Requirement =
Here are some records; return them all exactly.

Exercise materials =
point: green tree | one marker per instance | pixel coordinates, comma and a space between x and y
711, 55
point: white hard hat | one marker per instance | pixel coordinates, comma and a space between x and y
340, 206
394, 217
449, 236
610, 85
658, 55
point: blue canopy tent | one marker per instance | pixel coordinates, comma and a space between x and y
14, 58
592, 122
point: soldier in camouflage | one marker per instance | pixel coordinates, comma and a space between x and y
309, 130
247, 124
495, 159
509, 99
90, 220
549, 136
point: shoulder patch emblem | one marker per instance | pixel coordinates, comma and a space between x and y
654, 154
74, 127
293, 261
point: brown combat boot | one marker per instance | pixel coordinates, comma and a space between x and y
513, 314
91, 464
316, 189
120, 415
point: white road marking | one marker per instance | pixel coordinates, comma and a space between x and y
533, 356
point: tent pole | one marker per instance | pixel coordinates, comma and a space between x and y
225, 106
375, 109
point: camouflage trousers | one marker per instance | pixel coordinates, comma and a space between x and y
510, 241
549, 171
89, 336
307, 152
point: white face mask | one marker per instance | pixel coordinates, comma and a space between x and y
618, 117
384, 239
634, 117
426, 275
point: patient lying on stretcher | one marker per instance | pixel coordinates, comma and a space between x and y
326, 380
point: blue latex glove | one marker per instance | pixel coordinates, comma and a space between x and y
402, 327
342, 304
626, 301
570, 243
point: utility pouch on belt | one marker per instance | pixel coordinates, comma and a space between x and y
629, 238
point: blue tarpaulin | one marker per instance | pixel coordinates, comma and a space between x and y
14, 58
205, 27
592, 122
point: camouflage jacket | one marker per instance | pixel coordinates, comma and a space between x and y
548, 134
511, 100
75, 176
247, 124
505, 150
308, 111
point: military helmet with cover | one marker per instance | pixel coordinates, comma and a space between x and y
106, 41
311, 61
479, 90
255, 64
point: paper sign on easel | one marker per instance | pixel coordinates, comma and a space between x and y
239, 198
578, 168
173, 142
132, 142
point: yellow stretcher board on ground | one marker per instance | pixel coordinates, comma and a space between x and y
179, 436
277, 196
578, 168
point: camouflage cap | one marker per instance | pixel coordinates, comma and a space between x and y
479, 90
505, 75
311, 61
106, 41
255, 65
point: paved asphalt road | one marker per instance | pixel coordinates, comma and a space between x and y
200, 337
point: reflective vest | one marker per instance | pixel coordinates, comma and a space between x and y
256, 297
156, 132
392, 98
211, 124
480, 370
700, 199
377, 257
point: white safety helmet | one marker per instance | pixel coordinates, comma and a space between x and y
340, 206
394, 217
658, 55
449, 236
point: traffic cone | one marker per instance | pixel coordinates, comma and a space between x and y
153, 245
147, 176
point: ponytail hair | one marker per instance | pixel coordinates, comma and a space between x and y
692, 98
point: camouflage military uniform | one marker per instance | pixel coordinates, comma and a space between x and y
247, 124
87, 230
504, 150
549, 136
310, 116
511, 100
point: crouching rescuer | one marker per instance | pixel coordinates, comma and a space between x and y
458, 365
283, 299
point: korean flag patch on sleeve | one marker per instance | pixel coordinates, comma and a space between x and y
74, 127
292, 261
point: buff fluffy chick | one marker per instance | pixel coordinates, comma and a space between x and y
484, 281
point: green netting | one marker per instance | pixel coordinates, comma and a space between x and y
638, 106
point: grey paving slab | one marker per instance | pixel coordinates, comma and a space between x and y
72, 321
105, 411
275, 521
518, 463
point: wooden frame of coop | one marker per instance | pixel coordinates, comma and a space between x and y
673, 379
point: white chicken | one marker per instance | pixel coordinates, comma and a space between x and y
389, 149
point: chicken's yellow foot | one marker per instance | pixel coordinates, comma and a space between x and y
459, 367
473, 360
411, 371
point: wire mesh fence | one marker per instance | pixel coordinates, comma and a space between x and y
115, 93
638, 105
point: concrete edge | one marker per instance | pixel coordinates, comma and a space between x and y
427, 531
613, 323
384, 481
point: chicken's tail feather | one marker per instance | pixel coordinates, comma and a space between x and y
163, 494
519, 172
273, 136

Task result =
point: green tree | one marker per instance | pixel coordinates, comma and a space between x and y
711, 55
point: white hard hat | one marker per instance | pixel coordinates, comma and a space between x and y
340, 206
394, 217
449, 236
610, 85
658, 55
point: blue canopy tent | one marker per instance | pixel coordinates, comma and a space between x and y
14, 58
592, 122
point: soldier in camouflage | one marker per instance | pixel coordinates, comma and a space between x and y
309, 130
247, 124
495, 159
509, 99
90, 220
549, 136
point: shoulder patch emblem | one marker per instance | pixel coordinates, comma and a space between x and y
654, 154
74, 127
293, 261
point: brown combat boot | one marker per instance | pixel coordinates, comma and a space between x and y
513, 314
91, 464
316, 189
120, 415
point: white road marking | one marker per instance | pixel coordinates, comma and a space between x and y
533, 356
point: tent pole | one marker per instance | pixel coordinates, comma and a space between x and y
225, 106
375, 109
point: camouflage trousers | one marker per instance | pixel coordinates, comma and a space between x and y
510, 241
549, 171
89, 336
307, 152
point: white face mask | one marker per instance | pixel coordinates, comma and a space between x and y
618, 117
384, 239
634, 117
426, 275
point: patient lying on stretcher | one marker per instance | pixel coordinates, comma and a space between x and y
326, 380
point: blue latex glove | one marker per instance | pixel coordinates, comma and a space between x and y
402, 327
342, 304
626, 301
570, 243
point: utility pouch on belt | one marker per instance | pixel coordinates, comma and a space between x and y
629, 238
point: blue tarpaulin | one marker per instance | pixel coordinates, comma and a space between x and y
14, 58
205, 27
592, 122
point: camouflage jacket | one marker per instance | pixel coordinates, comma and a space between x and y
548, 134
511, 100
75, 176
247, 124
505, 150
308, 111
point: military helmet with cover | one marker per instance | pixel coordinates, comma and a space between x and y
106, 41
311, 61
479, 90
255, 64
point: paper sign on easel | one marker per instance | pixel coordinates, comma and a space between x and y
239, 198
578, 168
173, 142
132, 142
point: yellow stretcher board on ground | one marker per instance | pixel coordinates, comma and a space between x and y
179, 436
277, 196
578, 168
point: camouflage cap | one marker per instance | pixel coordinates, comma and a space between x and y
479, 90
505, 75
311, 61
106, 41
255, 65
point: paved asphalt road | one marker per instance | pixel coordinates, comma and a space between x and y
200, 337
point: reflective vest | one marker per instance | pixel coordinates, comma and a space between x and y
256, 297
156, 132
392, 98
211, 124
480, 370
700, 199
377, 257
point: white safety helmet | one marker per instance | pixel coordinates, comma and a space between x and y
340, 206
394, 217
658, 55
449, 236
point: traffic cone | one marker per instance | pixel coordinates, comma and a space between x and y
153, 245
147, 176
point: ponytail hair | one marker per instance | pixel coordinates, comma and a space between x and y
692, 98
point: camouflage military uniform | one marker per instance | pixel coordinates, comma and a space between x and y
247, 124
87, 230
504, 150
549, 136
310, 116
511, 100
point: crouching rescuer | one marker per instance | pixel coordinates, comma and a space between x and y
458, 365
283, 299
point: korean flag patch on sleeve | one marker per instance | pixel coordinates, comma and a space between x and y
74, 127
292, 261
point: buff fluffy chick | one marker per instance | pixel coordinates, comma and a space between x and y
484, 281
point: green netting | one marker per instance | pixel coordinates, comma and a space between x and y
638, 106
point: grey paving slab | one marker per instance | pixel coordinates, comma and a space between x and y
72, 321
105, 411
275, 521
518, 463
point: wooden frame of coop | one marker per instance | pixel coordinates, comma and a space between x and y
673, 379
point: white chicken | one marker per instance | pixel coordinates, comma and a space between x and y
389, 149
point: chicken's yellow foot | one marker per instance | pixel coordinates, comma and a space between x and y
459, 367
473, 360
411, 371
point: wire mesh fence | one marker per instance | pixel coordinates, comma and a space between x and y
115, 93
638, 105
point: concrete edge | one marker per instance | pixel coordinates, comma and a space between x and y
427, 531
613, 323
384, 481
point: chicken's tail feather | one marker per instance | pixel coordinates, comma and a space between x and y
163, 494
519, 172
273, 136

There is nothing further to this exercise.